Begin at the line below that has "Target: woman in blue dress" and stop after the line that has "If you could point out the graffiti". Please restate only those lines, word for word.
*** Data provided Section Begins ***
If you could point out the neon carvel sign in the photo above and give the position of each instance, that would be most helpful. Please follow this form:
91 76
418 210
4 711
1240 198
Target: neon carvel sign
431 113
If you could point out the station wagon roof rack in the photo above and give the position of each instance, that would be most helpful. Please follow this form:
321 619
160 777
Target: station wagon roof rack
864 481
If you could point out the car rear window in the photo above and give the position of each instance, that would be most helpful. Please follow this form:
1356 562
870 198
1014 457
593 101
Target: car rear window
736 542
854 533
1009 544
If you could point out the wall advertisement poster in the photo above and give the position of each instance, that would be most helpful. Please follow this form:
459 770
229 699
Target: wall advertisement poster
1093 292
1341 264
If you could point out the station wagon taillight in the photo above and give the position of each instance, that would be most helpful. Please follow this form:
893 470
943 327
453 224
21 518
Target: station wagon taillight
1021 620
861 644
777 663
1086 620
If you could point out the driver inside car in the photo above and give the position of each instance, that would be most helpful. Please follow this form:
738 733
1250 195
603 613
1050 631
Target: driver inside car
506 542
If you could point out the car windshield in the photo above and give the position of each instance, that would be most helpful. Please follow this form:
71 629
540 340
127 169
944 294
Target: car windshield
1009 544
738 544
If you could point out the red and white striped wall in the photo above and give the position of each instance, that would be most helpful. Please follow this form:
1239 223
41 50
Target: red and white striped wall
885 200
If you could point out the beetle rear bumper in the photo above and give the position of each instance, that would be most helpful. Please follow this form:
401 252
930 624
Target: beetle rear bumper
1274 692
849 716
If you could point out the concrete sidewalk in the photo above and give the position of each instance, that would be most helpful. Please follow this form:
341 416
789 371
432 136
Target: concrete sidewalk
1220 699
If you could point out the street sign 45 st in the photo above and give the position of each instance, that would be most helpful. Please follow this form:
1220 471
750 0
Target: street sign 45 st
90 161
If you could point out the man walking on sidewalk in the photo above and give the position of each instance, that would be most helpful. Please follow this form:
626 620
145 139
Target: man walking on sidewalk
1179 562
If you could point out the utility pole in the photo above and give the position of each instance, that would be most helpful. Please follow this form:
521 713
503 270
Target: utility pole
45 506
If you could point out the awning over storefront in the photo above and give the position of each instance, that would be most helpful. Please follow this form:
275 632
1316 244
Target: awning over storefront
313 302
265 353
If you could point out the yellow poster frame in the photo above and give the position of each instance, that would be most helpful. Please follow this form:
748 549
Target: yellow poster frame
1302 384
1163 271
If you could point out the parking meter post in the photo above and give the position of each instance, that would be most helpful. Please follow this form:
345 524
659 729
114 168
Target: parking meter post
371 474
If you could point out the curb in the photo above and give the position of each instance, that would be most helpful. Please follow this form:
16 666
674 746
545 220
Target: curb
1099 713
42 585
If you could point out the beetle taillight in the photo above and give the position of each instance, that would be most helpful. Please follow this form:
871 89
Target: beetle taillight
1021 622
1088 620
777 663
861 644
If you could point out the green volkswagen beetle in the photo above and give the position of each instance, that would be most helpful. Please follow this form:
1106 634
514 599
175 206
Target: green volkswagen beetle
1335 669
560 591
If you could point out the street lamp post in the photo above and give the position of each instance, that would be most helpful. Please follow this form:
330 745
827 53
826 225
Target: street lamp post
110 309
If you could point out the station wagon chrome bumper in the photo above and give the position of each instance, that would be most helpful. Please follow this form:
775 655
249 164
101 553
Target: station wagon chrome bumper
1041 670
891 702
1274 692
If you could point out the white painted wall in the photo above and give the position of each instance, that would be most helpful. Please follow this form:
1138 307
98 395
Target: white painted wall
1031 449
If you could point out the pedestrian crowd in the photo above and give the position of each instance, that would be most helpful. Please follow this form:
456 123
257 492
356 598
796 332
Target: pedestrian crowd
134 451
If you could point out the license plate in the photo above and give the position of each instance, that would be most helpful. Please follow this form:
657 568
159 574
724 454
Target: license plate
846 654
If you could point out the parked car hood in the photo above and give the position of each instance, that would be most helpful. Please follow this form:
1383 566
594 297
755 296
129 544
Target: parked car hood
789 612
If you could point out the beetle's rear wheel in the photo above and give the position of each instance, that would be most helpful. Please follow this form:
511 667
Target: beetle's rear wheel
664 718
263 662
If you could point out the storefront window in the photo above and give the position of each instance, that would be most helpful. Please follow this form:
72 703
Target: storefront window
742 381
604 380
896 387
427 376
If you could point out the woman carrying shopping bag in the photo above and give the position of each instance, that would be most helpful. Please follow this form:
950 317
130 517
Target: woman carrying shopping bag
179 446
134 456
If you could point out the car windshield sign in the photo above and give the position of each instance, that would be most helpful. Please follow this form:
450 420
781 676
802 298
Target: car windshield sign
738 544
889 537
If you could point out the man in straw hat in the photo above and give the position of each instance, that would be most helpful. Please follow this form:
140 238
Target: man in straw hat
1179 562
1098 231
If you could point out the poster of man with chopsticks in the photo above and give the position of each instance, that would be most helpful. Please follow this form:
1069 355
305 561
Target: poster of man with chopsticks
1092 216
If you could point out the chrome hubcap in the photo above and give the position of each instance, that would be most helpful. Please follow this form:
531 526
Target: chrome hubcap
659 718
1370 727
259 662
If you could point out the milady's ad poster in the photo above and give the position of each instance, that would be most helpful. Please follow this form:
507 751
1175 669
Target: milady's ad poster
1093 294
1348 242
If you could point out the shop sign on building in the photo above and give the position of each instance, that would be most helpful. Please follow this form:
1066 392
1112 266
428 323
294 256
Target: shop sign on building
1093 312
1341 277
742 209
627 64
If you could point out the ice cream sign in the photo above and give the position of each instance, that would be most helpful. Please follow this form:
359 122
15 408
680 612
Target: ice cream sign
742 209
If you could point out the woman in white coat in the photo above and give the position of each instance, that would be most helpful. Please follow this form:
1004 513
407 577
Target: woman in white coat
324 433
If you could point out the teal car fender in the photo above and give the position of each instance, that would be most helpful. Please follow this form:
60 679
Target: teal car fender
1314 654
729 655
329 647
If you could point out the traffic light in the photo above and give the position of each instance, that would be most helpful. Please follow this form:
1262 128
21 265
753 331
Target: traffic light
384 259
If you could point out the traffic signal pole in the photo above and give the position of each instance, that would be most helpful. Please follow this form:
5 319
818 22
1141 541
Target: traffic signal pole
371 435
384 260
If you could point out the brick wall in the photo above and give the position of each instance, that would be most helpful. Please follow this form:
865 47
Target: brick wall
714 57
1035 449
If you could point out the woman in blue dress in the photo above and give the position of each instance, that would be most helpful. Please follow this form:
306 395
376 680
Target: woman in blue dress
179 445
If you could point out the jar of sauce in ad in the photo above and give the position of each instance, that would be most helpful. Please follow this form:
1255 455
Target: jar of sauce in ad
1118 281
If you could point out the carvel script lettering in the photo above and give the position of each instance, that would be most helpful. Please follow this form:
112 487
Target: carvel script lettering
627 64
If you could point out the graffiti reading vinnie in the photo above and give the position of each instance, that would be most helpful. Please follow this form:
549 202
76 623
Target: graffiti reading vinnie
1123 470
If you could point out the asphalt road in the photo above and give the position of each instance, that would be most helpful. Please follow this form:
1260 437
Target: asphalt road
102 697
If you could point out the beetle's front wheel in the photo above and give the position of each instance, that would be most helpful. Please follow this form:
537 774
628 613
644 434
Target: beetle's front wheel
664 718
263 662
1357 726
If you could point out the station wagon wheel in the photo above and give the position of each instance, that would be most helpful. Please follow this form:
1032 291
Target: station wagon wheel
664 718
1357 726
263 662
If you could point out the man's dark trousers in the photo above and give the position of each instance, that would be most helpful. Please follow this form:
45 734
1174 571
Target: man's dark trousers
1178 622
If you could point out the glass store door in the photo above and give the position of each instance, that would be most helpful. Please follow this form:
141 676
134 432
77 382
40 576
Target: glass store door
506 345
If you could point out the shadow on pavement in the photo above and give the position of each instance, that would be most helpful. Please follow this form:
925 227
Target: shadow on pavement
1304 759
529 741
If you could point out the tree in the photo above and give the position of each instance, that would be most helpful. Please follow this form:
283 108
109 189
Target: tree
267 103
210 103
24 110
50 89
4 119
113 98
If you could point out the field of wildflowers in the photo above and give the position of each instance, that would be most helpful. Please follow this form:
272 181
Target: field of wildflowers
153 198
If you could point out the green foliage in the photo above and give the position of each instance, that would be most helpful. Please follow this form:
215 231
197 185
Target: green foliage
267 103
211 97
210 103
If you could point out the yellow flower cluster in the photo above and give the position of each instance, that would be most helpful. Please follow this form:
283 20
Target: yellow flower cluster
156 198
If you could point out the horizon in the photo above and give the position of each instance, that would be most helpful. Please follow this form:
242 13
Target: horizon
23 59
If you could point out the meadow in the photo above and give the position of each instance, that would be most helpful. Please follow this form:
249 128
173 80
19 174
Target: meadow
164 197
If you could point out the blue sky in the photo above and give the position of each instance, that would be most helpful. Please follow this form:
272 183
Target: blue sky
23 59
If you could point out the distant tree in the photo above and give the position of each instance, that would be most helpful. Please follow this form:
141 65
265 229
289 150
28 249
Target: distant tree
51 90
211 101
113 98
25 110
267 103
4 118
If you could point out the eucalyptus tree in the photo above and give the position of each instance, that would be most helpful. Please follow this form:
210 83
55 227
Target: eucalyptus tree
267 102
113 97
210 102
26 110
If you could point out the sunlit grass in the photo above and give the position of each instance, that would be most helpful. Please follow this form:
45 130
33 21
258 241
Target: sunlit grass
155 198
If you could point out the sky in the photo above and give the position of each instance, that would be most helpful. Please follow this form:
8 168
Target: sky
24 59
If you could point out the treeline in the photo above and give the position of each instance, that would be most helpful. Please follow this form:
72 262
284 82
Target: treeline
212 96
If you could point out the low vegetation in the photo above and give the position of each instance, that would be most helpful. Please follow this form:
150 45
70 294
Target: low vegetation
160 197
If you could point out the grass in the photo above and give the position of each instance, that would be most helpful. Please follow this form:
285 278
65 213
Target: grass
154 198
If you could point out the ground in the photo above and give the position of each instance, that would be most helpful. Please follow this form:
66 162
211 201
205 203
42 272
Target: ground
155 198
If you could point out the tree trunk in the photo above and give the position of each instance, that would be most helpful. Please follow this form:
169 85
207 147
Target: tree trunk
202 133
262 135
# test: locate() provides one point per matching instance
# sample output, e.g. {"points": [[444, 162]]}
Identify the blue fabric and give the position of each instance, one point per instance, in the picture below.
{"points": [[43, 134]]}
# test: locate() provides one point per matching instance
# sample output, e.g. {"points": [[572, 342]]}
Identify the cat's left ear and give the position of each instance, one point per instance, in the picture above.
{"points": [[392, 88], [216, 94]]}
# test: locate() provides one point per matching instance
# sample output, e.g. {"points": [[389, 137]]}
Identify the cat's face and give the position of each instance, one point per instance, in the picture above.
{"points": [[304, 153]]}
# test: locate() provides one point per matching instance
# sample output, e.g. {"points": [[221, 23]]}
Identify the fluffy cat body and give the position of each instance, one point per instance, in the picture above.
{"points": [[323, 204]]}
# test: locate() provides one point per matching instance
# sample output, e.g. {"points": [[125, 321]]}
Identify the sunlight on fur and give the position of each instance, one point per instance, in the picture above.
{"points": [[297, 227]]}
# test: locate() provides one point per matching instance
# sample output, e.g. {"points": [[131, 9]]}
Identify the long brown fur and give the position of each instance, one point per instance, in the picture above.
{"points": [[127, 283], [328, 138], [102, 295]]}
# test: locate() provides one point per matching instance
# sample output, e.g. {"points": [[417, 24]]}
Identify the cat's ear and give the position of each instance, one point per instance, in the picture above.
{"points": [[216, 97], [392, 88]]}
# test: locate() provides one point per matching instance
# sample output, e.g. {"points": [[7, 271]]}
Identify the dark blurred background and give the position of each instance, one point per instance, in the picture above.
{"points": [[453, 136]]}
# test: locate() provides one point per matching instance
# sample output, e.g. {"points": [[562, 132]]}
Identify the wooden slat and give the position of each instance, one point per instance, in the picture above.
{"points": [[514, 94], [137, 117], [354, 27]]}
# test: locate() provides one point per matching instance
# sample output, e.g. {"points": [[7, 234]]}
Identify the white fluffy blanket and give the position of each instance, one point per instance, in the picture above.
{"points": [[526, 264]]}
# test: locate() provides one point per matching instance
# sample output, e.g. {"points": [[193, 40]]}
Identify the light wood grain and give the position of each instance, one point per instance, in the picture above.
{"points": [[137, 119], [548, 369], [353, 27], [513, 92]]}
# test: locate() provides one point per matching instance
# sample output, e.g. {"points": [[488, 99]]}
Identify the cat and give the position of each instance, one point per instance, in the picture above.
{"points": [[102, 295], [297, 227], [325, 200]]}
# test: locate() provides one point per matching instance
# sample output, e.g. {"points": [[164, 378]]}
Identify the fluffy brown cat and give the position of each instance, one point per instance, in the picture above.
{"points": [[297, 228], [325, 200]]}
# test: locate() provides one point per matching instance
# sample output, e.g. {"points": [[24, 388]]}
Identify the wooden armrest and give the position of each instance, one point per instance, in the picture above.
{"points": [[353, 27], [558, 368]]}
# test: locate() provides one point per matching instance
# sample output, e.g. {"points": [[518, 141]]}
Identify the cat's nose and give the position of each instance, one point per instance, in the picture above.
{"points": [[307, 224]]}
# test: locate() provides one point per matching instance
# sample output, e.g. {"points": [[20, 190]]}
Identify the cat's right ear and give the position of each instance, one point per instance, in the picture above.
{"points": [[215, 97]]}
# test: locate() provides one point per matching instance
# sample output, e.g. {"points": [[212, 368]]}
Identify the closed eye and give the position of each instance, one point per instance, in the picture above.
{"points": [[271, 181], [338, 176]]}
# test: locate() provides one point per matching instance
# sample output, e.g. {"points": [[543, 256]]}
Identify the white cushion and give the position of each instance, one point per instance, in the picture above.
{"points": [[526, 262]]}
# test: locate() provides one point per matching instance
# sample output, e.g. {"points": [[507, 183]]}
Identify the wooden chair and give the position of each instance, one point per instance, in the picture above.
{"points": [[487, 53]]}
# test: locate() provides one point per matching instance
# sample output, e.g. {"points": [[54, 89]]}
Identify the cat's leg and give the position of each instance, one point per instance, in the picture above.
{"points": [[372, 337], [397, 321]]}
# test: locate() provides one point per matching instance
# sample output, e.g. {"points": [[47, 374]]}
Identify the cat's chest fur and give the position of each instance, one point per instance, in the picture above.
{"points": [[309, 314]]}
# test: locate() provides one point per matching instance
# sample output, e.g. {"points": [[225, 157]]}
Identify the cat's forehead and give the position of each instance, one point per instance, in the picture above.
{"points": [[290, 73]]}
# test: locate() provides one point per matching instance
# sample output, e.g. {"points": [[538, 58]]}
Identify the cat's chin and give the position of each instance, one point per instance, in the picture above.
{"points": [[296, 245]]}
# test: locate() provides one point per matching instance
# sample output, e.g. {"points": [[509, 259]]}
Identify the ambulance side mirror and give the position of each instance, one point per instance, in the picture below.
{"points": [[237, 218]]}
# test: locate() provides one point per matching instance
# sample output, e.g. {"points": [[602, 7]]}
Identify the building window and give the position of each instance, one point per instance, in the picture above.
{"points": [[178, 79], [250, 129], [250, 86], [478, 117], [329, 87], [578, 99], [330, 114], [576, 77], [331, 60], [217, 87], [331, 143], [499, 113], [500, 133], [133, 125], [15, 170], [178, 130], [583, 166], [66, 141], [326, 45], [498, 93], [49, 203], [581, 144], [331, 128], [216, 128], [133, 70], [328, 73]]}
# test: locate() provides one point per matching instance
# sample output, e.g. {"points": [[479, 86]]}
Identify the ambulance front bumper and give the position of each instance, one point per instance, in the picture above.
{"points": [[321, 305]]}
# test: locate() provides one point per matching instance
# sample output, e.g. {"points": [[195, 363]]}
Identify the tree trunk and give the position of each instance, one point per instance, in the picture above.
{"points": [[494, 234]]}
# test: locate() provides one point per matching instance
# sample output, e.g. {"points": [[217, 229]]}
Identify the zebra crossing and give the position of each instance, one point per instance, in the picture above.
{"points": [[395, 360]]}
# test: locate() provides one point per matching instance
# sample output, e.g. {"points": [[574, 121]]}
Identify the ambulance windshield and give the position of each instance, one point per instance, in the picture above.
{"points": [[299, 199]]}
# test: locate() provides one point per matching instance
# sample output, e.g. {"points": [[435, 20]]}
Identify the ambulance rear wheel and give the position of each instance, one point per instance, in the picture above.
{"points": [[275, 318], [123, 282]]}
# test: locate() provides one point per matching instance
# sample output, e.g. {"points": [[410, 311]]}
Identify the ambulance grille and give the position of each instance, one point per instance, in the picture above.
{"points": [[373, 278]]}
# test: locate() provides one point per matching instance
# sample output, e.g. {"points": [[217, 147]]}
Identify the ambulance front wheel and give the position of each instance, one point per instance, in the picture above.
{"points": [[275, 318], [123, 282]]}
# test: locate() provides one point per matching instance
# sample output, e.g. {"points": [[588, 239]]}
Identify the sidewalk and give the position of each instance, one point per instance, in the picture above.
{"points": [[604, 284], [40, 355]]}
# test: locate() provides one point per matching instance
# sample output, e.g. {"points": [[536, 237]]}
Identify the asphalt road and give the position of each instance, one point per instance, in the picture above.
*** Data provided Section Ends ***
- Solution to the exercise
Target: woman in blue dress
179 445
If you could point out the jar of sauce in ad in the photo above and give the position of each instance, that would be most helpful. Please follow this form:
1255 455
Target: jar of sauce in ad
1118 281
If you could point out the carvel script lettering in the photo above and give the position of each instance, that would be most helpful. Please follow this form:
112 487
Target: carvel script lettering
627 64
If you could point out the graffiti reading vinnie in the photo above and give the position of each instance, that would be most helpful. Please follow this form:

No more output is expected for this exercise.